Work instructions -> Please reproduce the records below word for word, from the line that contains "Definition of the keypoint: for every instance of the alpine" (including that line) through the end of the records, and nothing else.

Input for this task ->

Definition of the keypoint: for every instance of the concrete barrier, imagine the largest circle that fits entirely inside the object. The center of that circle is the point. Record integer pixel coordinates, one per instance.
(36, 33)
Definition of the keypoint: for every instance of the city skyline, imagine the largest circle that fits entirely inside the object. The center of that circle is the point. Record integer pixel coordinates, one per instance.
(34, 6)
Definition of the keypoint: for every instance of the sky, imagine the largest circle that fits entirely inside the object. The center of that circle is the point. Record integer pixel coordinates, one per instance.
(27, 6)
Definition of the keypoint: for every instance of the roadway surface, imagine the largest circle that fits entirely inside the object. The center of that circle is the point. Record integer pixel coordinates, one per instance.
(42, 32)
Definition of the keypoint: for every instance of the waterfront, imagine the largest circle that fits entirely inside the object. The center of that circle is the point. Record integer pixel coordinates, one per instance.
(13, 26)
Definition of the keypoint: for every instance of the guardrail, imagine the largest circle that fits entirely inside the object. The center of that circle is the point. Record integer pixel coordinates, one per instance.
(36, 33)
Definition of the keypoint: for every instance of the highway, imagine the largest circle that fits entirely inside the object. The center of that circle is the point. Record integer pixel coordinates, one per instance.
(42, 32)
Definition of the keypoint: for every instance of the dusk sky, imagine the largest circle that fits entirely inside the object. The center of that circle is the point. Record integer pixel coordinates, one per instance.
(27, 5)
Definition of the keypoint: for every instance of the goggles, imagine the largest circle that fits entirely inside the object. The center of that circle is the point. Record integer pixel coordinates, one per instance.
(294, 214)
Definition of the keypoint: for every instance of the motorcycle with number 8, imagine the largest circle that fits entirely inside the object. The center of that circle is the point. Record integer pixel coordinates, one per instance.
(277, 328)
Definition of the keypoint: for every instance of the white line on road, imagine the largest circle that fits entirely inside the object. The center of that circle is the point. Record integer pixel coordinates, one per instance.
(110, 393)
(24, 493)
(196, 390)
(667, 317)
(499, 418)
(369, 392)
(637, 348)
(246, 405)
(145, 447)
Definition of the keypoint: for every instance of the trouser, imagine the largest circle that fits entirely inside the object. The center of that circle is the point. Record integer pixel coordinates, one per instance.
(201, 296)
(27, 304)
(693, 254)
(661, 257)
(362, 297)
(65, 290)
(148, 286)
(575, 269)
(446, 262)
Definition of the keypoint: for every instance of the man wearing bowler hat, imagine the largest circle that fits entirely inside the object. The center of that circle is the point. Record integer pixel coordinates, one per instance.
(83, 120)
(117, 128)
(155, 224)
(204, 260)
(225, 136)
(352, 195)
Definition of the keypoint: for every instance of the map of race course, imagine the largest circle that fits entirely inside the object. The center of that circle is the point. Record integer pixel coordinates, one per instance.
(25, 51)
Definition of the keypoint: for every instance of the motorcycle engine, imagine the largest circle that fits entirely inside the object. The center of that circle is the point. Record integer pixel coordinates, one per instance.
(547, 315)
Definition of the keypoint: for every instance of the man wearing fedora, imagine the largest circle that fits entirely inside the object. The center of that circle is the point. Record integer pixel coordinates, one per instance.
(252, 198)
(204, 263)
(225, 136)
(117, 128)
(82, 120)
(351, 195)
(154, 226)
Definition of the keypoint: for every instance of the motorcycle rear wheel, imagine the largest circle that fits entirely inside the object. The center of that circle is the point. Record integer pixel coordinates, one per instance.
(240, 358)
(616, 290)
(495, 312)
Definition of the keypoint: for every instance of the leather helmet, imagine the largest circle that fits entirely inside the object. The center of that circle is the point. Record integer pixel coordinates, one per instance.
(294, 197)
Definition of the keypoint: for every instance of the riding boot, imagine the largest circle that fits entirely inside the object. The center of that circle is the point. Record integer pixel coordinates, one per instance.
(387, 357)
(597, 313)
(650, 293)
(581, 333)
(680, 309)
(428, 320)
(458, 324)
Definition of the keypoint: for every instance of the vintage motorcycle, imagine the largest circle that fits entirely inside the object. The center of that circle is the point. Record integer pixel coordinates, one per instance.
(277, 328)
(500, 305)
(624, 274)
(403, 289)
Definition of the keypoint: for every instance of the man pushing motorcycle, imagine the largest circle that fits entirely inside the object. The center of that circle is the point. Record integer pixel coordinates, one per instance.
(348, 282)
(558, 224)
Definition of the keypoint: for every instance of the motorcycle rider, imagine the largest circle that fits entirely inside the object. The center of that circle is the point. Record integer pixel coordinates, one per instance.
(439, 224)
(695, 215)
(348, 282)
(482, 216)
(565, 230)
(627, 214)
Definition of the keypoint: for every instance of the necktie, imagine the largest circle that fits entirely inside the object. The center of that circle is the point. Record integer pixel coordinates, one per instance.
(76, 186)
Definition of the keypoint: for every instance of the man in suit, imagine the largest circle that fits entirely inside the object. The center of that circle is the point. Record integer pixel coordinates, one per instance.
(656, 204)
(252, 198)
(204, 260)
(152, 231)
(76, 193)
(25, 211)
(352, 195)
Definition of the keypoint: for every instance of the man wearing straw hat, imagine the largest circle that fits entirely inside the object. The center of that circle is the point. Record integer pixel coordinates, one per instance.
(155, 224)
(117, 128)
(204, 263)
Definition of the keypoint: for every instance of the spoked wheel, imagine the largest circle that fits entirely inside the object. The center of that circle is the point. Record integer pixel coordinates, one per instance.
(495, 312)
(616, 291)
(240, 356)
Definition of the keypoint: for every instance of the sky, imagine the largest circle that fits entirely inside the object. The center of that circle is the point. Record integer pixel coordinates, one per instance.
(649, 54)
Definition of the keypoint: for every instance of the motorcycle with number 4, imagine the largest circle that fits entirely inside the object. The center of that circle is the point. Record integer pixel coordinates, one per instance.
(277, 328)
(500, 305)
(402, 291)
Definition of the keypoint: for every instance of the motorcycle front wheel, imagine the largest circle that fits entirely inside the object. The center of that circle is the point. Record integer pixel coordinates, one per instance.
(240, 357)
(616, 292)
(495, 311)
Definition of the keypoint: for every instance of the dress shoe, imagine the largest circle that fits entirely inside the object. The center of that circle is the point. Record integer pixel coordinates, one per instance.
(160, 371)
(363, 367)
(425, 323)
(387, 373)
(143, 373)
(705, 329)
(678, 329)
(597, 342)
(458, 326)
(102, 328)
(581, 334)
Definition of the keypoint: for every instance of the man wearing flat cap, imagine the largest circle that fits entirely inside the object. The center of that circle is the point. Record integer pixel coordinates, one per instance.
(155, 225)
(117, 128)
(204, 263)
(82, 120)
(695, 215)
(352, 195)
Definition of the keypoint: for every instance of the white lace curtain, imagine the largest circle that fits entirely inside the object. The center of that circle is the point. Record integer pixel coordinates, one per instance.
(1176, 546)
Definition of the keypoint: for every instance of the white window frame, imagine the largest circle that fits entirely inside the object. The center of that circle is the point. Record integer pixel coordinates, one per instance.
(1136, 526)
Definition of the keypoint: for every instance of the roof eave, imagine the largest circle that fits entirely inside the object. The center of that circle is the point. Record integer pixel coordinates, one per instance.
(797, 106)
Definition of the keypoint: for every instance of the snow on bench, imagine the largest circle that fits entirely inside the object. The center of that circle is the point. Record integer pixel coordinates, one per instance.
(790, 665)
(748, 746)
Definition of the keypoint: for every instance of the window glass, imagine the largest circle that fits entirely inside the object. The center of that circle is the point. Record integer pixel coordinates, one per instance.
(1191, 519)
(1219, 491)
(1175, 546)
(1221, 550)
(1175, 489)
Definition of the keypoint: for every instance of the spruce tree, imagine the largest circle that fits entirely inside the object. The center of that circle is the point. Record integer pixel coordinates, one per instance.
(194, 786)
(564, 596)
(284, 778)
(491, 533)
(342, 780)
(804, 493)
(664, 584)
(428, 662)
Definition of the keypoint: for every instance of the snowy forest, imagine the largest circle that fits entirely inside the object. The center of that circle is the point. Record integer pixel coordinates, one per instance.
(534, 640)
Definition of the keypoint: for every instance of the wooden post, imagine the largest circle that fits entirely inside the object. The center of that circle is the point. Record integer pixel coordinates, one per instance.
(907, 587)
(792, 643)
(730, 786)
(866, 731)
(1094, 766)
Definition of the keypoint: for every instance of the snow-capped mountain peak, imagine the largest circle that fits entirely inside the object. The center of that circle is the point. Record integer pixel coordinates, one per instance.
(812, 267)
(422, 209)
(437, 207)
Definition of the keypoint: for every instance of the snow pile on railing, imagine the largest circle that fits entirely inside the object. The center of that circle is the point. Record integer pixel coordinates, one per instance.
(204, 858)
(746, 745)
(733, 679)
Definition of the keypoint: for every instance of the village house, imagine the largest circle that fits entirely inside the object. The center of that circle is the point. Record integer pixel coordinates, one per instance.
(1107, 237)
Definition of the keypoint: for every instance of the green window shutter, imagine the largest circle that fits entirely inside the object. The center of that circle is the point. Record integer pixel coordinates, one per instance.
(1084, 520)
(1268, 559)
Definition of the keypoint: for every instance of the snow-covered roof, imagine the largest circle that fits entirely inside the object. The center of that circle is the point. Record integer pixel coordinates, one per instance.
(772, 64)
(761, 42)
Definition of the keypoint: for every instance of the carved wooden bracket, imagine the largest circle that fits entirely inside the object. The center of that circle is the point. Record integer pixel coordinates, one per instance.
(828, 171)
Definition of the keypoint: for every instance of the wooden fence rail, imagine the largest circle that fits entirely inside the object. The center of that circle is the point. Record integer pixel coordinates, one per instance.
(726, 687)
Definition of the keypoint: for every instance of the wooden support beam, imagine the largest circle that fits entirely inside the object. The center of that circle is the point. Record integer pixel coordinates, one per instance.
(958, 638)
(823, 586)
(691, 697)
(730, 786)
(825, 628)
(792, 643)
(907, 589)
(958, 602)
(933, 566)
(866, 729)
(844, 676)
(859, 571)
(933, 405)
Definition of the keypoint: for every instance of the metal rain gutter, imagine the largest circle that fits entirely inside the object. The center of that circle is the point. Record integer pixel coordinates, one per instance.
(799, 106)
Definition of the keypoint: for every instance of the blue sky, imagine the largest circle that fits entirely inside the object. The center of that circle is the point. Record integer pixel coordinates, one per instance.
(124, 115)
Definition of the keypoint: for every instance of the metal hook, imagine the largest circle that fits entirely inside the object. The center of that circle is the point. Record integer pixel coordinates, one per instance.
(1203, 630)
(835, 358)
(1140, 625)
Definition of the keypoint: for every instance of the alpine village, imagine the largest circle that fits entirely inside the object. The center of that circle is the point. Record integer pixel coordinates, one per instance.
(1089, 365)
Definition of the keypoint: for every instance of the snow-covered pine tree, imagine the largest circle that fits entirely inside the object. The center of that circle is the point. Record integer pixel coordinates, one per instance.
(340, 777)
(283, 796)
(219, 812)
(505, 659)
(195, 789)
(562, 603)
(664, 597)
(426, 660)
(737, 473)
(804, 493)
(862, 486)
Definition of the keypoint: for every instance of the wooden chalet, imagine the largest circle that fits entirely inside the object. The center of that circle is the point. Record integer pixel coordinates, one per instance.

Task output ->
Definition of the keypoint: for every instance of the alpine village, imagine the largest circle that fits entirely inside the object. The center of that circle is the point. Record integer pixel coordinates, one per instance.
(1089, 365)
Definition of the keypoint: for every instance of the snow-covered pine tree, imagine the largest circle that fits entirely inside the object. The center of that circle is the point. Record integer pixel coordinates, one per instance.
(340, 777)
(283, 796)
(219, 812)
(505, 659)
(195, 789)
(562, 603)
(664, 597)
(426, 660)
(737, 473)
(804, 493)
(862, 486)
Definition of the keypoint: for every instance of the wooden chalet, imagine the largest circle that fits entirely inside the object. The center of that circle is the point. Record integer pixel coordinates, one per instance.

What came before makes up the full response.